Gather every line of the rows that contains the string "leash" and copy each one out.

==== Material for this exercise

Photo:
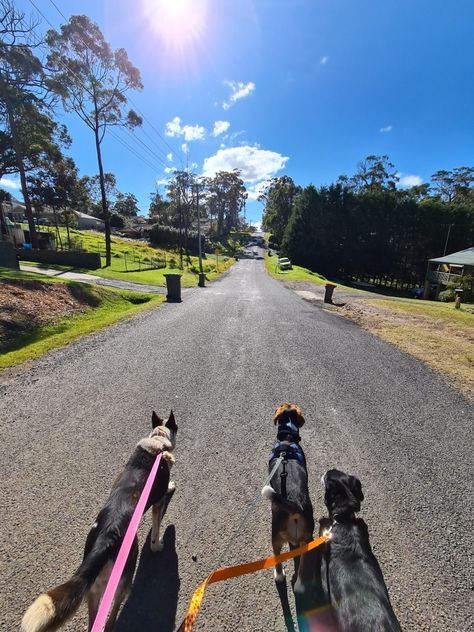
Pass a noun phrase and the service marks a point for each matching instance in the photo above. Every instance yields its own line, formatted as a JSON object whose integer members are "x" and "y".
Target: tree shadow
{"x": 152, "y": 603}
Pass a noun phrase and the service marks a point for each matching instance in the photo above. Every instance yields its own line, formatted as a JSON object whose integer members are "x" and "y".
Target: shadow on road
{"x": 151, "y": 606}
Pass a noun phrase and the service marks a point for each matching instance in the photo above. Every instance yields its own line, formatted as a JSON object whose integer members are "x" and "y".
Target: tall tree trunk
{"x": 21, "y": 169}
{"x": 105, "y": 207}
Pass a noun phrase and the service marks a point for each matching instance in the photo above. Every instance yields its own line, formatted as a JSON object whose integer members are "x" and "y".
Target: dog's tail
{"x": 283, "y": 503}
{"x": 53, "y": 608}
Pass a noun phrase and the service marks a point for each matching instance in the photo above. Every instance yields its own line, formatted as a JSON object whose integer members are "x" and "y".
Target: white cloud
{"x": 190, "y": 132}
{"x": 407, "y": 180}
{"x": 9, "y": 183}
{"x": 255, "y": 164}
{"x": 220, "y": 127}
{"x": 238, "y": 90}
{"x": 254, "y": 191}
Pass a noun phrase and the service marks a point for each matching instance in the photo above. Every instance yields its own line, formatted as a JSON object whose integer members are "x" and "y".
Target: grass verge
{"x": 131, "y": 260}
{"x": 105, "y": 307}
{"x": 435, "y": 333}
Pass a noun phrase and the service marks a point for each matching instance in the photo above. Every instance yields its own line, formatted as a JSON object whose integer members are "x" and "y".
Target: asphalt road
{"x": 223, "y": 359}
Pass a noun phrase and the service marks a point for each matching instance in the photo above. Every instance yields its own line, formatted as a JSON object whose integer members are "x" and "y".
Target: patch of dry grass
{"x": 437, "y": 334}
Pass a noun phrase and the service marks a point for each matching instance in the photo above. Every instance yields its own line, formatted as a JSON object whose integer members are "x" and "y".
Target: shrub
{"x": 447, "y": 295}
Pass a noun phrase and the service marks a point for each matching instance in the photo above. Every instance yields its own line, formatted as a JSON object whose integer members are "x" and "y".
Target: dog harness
{"x": 287, "y": 426}
{"x": 288, "y": 450}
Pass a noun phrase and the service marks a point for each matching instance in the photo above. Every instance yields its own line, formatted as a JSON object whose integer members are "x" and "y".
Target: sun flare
{"x": 179, "y": 23}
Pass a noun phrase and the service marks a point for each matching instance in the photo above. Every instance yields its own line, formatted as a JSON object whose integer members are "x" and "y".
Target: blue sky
{"x": 299, "y": 87}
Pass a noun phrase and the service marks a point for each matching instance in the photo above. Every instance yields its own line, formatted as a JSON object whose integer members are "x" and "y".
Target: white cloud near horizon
{"x": 256, "y": 190}
{"x": 239, "y": 90}
{"x": 9, "y": 183}
{"x": 190, "y": 132}
{"x": 220, "y": 127}
{"x": 407, "y": 180}
{"x": 254, "y": 164}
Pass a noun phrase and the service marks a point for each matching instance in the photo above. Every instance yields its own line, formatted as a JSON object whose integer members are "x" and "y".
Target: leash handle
{"x": 125, "y": 548}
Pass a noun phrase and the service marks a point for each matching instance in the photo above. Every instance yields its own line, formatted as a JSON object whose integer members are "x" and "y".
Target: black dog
{"x": 51, "y": 610}
{"x": 352, "y": 580}
{"x": 292, "y": 512}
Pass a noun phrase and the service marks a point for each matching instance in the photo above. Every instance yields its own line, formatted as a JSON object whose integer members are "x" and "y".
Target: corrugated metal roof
{"x": 462, "y": 258}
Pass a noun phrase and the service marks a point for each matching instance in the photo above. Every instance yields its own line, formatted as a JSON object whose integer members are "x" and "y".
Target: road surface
{"x": 223, "y": 360}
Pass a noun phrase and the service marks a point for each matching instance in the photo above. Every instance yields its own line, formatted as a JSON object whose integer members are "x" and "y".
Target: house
{"x": 85, "y": 222}
{"x": 449, "y": 269}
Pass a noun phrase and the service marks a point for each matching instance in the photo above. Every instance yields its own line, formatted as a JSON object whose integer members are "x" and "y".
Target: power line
{"x": 173, "y": 149}
{"x": 134, "y": 138}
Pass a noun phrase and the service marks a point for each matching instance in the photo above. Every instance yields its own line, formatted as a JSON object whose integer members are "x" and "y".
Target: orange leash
{"x": 228, "y": 572}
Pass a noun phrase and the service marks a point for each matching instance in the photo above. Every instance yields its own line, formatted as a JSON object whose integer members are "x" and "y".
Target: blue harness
{"x": 291, "y": 451}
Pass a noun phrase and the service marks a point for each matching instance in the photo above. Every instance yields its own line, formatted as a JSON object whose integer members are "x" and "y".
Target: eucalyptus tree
{"x": 279, "y": 196}
{"x": 28, "y": 134}
{"x": 94, "y": 83}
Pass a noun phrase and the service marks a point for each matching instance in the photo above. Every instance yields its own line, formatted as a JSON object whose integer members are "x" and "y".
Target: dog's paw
{"x": 168, "y": 457}
{"x": 279, "y": 577}
{"x": 157, "y": 546}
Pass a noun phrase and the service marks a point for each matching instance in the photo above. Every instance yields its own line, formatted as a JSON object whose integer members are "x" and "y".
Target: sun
{"x": 179, "y": 23}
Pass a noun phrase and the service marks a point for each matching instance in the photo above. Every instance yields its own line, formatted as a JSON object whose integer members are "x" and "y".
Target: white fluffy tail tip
{"x": 39, "y": 615}
{"x": 268, "y": 492}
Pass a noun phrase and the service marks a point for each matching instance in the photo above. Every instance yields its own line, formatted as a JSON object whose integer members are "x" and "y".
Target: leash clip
{"x": 327, "y": 533}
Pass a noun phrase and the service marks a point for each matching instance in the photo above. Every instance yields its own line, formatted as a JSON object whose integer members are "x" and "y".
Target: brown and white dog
{"x": 52, "y": 609}
{"x": 292, "y": 511}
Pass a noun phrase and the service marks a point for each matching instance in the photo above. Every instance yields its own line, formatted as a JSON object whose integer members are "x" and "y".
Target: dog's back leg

========

**Task solution:**
Target: leash handle
Target: orange leash
Target: leash clip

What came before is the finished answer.